Exercise :: Present every line of the listing below as a numbered list, leaving out any blank lines.

(Records from a dataset)
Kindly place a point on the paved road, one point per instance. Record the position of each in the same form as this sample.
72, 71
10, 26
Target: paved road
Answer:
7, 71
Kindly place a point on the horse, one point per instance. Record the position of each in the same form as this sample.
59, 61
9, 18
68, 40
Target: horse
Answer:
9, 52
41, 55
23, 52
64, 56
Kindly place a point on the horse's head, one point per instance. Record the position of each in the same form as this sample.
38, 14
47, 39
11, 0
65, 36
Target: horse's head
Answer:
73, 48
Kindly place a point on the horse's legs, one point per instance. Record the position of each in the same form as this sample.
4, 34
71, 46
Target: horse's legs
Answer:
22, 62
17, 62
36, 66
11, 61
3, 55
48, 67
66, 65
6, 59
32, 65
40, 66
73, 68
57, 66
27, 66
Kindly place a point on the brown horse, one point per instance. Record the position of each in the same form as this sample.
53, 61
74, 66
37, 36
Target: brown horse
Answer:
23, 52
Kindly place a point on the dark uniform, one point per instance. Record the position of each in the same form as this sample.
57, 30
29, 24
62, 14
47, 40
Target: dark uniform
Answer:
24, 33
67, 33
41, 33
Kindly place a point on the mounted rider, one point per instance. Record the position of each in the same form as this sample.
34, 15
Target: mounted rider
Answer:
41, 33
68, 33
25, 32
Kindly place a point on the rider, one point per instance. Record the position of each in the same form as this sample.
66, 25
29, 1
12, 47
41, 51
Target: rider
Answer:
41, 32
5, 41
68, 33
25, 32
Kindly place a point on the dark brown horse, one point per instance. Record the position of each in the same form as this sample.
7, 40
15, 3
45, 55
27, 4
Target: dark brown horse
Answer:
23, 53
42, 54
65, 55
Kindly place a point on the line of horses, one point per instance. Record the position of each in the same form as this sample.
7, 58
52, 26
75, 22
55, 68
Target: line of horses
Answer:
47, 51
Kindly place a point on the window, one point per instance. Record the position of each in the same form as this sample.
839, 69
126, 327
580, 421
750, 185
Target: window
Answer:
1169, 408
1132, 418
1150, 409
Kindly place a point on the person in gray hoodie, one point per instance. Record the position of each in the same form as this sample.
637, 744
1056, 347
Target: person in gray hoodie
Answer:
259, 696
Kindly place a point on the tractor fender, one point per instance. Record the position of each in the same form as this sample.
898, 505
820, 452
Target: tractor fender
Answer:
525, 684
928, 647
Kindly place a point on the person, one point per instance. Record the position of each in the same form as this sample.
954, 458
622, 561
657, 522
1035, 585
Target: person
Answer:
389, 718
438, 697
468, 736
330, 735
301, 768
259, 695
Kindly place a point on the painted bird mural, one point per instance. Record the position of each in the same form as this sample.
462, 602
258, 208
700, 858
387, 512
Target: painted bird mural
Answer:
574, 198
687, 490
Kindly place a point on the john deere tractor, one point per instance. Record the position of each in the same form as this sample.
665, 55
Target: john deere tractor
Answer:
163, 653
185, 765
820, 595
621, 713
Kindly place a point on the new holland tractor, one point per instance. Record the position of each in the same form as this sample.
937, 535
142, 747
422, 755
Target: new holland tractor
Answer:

Task result ::
1. Kindly place a point on the paved road, one point per instance. Record the position of each in the same form as this sample.
2. 72, 71
3. 10, 26
4. Target: paved road
5. Answer:
6. 7, 71
7. Kindly place a point on the horse, one point per instance. Record the position of each in the same form as this sample.
8. 59, 61
9. 9, 18
10. 68, 40
11. Target: horse
12. Answer:
13. 9, 52
14. 41, 55
15. 23, 52
16. 64, 56
17. Kindly place a point on the horse's head, one point per instance. Record the position of each in the same form as this sample.
18. 38, 14
19. 47, 39
20. 11, 0
21. 65, 36
22. Target: horse's head
23. Answer:
24. 73, 48
25. Kindly place a point on the horse's legs, one point per instance. Record the position of each in the same form as this sample.
26. 4, 34
27. 71, 46
28. Target: horse's legs
29. Answer:
30. 22, 62
31. 17, 62
32. 36, 66
33. 11, 61
34. 3, 55
35. 48, 67
36. 66, 65
37. 6, 59
38. 32, 65
39. 40, 66
40. 73, 68
41. 57, 66
42. 27, 66
43. Kindly place a point on the brown horse, one point per instance. Record the position of each in the same form as this sample.
44. 53, 61
45. 74, 66
46. 37, 36
47. Target: brown horse
48. Answer:
49. 23, 52
50. Kindly place a point on the dark uniform, one point per instance. Record the position of each in the same form as this sample.
51. 57, 30
52. 29, 24
53. 62, 14
54. 47, 40
55. Target: dark uniform
56. Answer:
57. 24, 33
58. 67, 33
59. 41, 33
60. Kindly place a point on the mounted rider, one point per instance. Record the position of each in the same form as this sample.
61. 34, 15
62. Target: mounted rider
63. Answer:
64. 41, 33
65. 68, 33
66. 25, 32
67. Kindly place a point on the rider, one point per instance. Record the position of each in the same form as this sample.
68. 66, 25
69. 29, 1
70. 12, 47
71. 41, 51
72. Target: rider
73. Answer:
74. 41, 32
75. 5, 41
76. 68, 33
77. 25, 32
78. Kindly place a point on the dark brown horse, one point per instance. Record the position of each in the same form as this sample.
79. 7, 40
80. 15, 3
81. 45, 55
82. 27, 4
83. Target: dark brown horse
84. Answer:
85. 23, 53
86. 42, 54
87. 65, 55
88. Kindly place a point on the line of horses, one point per instance. Record the position of each in the same form as this sample.
89. 7, 58
90. 52, 26
91. 75, 22
92. 55, 68
93. Target: line of horses
94. Answer:
95. 47, 51
96. Kindly place a point on the window, one point per instance. Record the position of each in the same form as this sample.
97. 839, 69
98. 126, 327
99. 580, 421
100. 750, 185
101. Target: window
102. Answer:
103. 1169, 408
104. 1132, 418
105. 1150, 409
106. Kindly place a point on the person in gray hoodie, one point per instance. Record the position of each in the same form as this sample.
107. 637, 744
108. 1056, 347
109. Target: person in gray hoodie
110. Answer:
111. 259, 696
112. Kindly place a point on the tractor fender, one point per instance. Record the position of each in the same form as this sample.
113. 898, 505
114. 820, 452
115. Target: tractor fender
116. Answer:
117. 525, 684
118. 928, 647
119. Kindly place a point on the person, one point per instance. Record the position of each in the same form as this sample.
120. 954, 458
121. 622, 561
122. 657, 522
123. 1035, 585
124. Target: person
125. Answer:
126. 389, 718
127. 438, 697
128. 468, 736
129. 330, 735
130. 301, 768
131. 259, 695
132. Kindly place a point on the painted bird mural, one point per instance. Record the position of each in the same form as this sample.
133. 462, 602
134. 258, 208
135. 700, 858
136. 387, 512
137. Target: painted bird mural
138. Answer:
139. 574, 198
140. 687, 490
141. Kindly place a point on the john deere tractor, one point per instance. Record the position of each in the same form as this sample.
142. 665, 55
143. Target: john deere tractor
144. Answer:
145. 163, 653
146. 185, 765
147. 820, 595
148. 621, 713
149. Kindly place a point on the new holland tractor, one point per instance. Record the position of each in the same form as this sample.
150. 937, 535
151. 142, 747
152. 422, 755
153. Target: new holland tractor
154. Answer:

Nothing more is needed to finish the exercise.